## To do
Reproduce the data below line for line, without changing a single character.

## Records provided
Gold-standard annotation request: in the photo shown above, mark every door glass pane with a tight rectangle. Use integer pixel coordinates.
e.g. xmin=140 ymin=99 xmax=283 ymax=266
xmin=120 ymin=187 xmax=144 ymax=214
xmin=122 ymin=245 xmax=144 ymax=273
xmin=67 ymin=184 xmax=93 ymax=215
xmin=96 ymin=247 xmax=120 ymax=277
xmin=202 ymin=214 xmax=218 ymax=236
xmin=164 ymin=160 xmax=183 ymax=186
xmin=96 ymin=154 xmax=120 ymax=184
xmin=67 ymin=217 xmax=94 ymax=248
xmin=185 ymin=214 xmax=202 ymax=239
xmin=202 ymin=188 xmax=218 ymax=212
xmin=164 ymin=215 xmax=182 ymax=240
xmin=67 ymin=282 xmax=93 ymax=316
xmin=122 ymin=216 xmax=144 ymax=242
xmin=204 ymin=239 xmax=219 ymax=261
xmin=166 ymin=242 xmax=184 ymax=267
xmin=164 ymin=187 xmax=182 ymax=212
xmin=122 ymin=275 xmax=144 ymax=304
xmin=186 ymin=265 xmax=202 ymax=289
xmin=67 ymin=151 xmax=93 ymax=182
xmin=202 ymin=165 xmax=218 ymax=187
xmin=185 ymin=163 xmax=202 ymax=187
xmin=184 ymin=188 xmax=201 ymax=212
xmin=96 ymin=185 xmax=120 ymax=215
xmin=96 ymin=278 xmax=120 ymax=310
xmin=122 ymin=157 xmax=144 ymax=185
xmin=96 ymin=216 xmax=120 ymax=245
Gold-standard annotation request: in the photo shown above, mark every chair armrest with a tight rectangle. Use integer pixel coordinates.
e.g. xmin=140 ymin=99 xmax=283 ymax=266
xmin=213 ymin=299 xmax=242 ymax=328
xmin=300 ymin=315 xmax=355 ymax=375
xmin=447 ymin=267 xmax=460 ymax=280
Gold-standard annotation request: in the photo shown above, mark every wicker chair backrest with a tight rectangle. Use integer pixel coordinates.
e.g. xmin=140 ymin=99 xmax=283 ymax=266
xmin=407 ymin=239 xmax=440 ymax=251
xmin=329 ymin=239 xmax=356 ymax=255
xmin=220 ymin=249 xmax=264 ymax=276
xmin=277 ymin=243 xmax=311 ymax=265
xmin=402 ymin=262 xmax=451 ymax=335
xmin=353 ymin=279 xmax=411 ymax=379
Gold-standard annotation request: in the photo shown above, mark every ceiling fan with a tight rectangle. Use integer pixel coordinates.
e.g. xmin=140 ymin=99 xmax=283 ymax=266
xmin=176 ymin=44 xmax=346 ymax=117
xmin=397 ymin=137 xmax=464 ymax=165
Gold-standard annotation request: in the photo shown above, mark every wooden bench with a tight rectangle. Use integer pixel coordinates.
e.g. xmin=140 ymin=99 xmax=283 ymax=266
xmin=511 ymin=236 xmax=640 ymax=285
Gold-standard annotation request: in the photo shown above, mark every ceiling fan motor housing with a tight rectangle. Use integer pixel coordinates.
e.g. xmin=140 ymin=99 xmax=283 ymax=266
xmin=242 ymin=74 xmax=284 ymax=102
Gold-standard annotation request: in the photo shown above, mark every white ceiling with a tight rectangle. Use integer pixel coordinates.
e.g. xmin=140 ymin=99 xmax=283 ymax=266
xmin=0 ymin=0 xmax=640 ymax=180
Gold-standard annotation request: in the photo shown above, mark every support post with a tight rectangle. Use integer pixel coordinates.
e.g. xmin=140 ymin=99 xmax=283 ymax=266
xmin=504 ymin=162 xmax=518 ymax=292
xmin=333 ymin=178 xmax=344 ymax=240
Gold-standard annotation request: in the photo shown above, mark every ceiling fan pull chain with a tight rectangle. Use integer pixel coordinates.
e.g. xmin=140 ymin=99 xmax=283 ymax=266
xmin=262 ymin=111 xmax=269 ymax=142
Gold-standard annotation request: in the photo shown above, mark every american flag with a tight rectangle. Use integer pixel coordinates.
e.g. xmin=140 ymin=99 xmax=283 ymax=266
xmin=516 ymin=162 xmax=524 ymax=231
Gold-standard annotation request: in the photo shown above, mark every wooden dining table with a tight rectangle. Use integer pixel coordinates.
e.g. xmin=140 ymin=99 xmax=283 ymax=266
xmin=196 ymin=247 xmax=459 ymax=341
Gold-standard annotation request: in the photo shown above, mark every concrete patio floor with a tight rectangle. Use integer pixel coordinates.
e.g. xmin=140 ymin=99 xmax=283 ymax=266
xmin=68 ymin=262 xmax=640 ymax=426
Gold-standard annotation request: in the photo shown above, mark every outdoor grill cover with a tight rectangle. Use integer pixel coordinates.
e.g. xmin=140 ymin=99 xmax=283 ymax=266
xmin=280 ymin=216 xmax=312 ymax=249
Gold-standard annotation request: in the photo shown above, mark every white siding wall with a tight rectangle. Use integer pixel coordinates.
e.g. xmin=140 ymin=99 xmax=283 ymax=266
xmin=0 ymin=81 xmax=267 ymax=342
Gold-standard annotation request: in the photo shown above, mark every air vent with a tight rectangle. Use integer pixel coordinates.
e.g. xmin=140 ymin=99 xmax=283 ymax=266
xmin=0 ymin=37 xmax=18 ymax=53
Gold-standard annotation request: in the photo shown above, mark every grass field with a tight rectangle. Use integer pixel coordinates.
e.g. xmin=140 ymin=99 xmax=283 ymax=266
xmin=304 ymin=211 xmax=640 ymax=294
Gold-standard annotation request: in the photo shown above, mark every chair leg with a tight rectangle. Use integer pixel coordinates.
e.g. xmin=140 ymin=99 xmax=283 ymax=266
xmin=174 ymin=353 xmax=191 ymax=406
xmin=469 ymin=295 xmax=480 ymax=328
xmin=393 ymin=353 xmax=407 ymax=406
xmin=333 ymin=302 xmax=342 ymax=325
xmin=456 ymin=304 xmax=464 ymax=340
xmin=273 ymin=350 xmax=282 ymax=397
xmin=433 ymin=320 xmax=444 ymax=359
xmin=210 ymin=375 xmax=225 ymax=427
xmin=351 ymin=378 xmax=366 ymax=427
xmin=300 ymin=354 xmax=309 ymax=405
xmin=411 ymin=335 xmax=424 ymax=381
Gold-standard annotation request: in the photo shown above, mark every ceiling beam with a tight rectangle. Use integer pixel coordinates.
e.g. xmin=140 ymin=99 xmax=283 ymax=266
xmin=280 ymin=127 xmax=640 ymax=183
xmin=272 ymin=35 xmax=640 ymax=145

## Exercise answer
Gold-standard annotation request: in the photo shown above, mark every door glass pane with a tight rectangle. Use integer pixel coordinates.
e.g. xmin=140 ymin=99 xmax=283 ymax=266
xmin=120 ymin=187 xmax=144 ymax=214
xmin=122 ymin=245 xmax=144 ymax=273
xmin=67 ymin=184 xmax=93 ymax=215
xmin=96 ymin=247 xmax=120 ymax=277
xmin=202 ymin=214 xmax=218 ymax=236
xmin=164 ymin=160 xmax=183 ymax=186
xmin=96 ymin=154 xmax=120 ymax=184
xmin=67 ymin=217 xmax=94 ymax=248
xmin=185 ymin=214 xmax=202 ymax=239
xmin=202 ymin=188 xmax=218 ymax=212
xmin=164 ymin=215 xmax=182 ymax=240
xmin=67 ymin=282 xmax=93 ymax=316
xmin=122 ymin=216 xmax=144 ymax=242
xmin=204 ymin=239 xmax=219 ymax=261
xmin=166 ymin=242 xmax=184 ymax=267
xmin=164 ymin=187 xmax=182 ymax=212
xmin=122 ymin=275 xmax=144 ymax=304
xmin=186 ymin=265 xmax=202 ymax=289
xmin=67 ymin=151 xmax=93 ymax=182
xmin=202 ymin=165 xmax=218 ymax=187
xmin=185 ymin=163 xmax=202 ymax=187
xmin=184 ymin=188 xmax=201 ymax=212
xmin=96 ymin=185 xmax=120 ymax=215
xmin=96 ymin=278 xmax=120 ymax=310
xmin=122 ymin=157 xmax=144 ymax=185
xmin=96 ymin=216 xmax=120 ymax=245
Gold-standard annotation request: in the photo shown above, mark every chair armrest with a tight rectangle. Use integer pixel coordinates.
e.g. xmin=140 ymin=99 xmax=283 ymax=266
xmin=213 ymin=299 xmax=242 ymax=328
xmin=300 ymin=315 xmax=355 ymax=375
xmin=447 ymin=267 xmax=460 ymax=280
Gold-standard annotation request: in the photo shown above, mark every wicker chair backrest with a tight rectangle. Use integer pixel coordinates.
e.g. xmin=140 ymin=99 xmax=283 ymax=266
xmin=407 ymin=239 xmax=440 ymax=251
xmin=329 ymin=239 xmax=356 ymax=255
xmin=220 ymin=249 xmax=264 ymax=276
xmin=277 ymin=243 xmax=311 ymax=265
xmin=402 ymin=262 xmax=451 ymax=335
xmin=353 ymin=279 xmax=411 ymax=379
Gold-standard annotation request: in the photo shown above, mark every ceiling fan with a tight rectangle. Use integer pixel coordinates.
e.g. xmin=140 ymin=99 xmax=283 ymax=266
xmin=176 ymin=44 xmax=346 ymax=117
xmin=397 ymin=137 xmax=464 ymax=165
Gold-standard annotation request: in the photo shown above, mark every wooden bench with a tight rectangle. Use integer pixel coordinates.
e.g. xmin=140 ymin=99 xmax=283 ymax=266
xmin=511 ymin=236 xmax=640 ymax=285
Gold-standard annotation request: in the photo shown above, mark every ceiling fan motor housing with a tight rectangle. Use integer pixel coordinates.
e.g. xmin=140 ymin=99 xmax=283 ymax=266
xmin=242 ymin=74 xmax=284 ymax=102
Gold-standard annotation request: in the photo shown above, mark every white ceiling with a tight rectangle. Use integer pixel coordinates.
e.g. xmin=140 ymin=99 xmax=283 ymax=266
xmin=0 ymin=0 xmax=640 ymax=180
Gold-standard annotation request: in the photo shown above, mark every support post with a tight rectangle. Use integer pixel coordinates.
e.g. xmin=140 ymin=99 xmax=283 ymax=266
xmin=504 ymin=162 xmax=518 ymax=292
xmin=333 ymin=178 xmax=344 ymax=240
Gold-standard annotation request: in the photo shown above, mark every ceiling fan pull chain with a tight rectangle. Use integer pixel coordinates.
e.g. xmin=140 ymin=99 xmax=283 ymax=266
xmin=262 ymin=111 xmax=269 ymax=142
Gold-standard annotation request: in the photo shown above, mark every american flag with a tight rectangle. Use integer pixel coordinates.
e.g. xmin=140 ymin=99 xmax=283 ymax=266
xmin=516 ymin=162 xmax=524 ymax=231
Gold-standard annotation request: in the photo shown above, mark every wooden dining table with a tight rectangle. Use integer pixel coordinates.
e.g. xmin=140 ymin=99 xmax=283 ymax=266
xmin=196 ymin=247 xmax=459 ymax=341
Gold-standard annotation request: in the photo shown above, mark every concrete patio floor with a tight rectangle. Use integer pixel coordinates.
e.g. xmin=140 ymin=99 xmax=283 ymax=266
xmin=68 ymin=262 xmax=640 ymax=426
Gold-standard annotation request: in the photo shown above, mark every outdoor grill cover with a tight rectangle. Use integer pixel coordinates.
e.g. xmin=140 ymin=99 xmax=283 ymax=266
xmin=280 ymin=216 xmax=312 ymax=249
Gold-standard annotation request: in the photo shown above, mark every white siding wall with a tight rectangle. Use integer pixel coordinates.
e.g. xmin=140 ymin=99 xmax=283 ymax=266
xmin=0 ymin=81 xmax=267 ymax=342
Gold-standard annotation request: in the photo shown above, mark every air vent with a tight rectangle. Use integer pixel coordinates.
e.g. xmin=140 ymin=99 xmax=283 ymax=266
xmin=0 ymin=37 xmax=18 ymax=53
Gold-standard annotation request: in the photo shown above, mark every grass field with a tight rectangle. Use integer pixel coordinates.
e.g. xmin=140 ymin=99 xmax=283 ymax=266
xmin=304 ymin=211 xmax=640 ymax=294
Gold-standard annotation request: in the photo shown above, mark every chair leg with a tight rectangle. Use integer pixel coordinates.
e.g. xmin=140 ymin=99 xmax=283 ymax=266
xmin=174 ymin=353 xmax=191 ymax=406
xmin=469 ymin=295 xmax=480 ymax=328
xmin=393 ymin=353 xmax=407 ymax=406
xmin=333 ymin=302 xmax=342 ymax=325
xmin=456 ymin=304 xmax=464 ymax=340
xmin=273 ymin=350 xmax=282 ymax=397
xmin=433 ymin=320 xmax=444 ymax=359
xmin=210 ymin=375 xmax=225 ymax=427
xmin=351 ymin=378 xmax=366 ymax=427
xmin=300 ymin=354 xmax=309 ymax=405
xmin=411 ymin=335 xmax=424 ymax=381
Gold-standard annotation request: in the photo shown above, mark every ceiling beam with a tight rectangle. Use integer pixel coordinates.
e.g. xmin=140 ymin=99 xmax=283 ymax=266
xmin=280 ymin=127 xmax=640 ymax=183
xmin=272 ymin=35 xmax=640 ymax=145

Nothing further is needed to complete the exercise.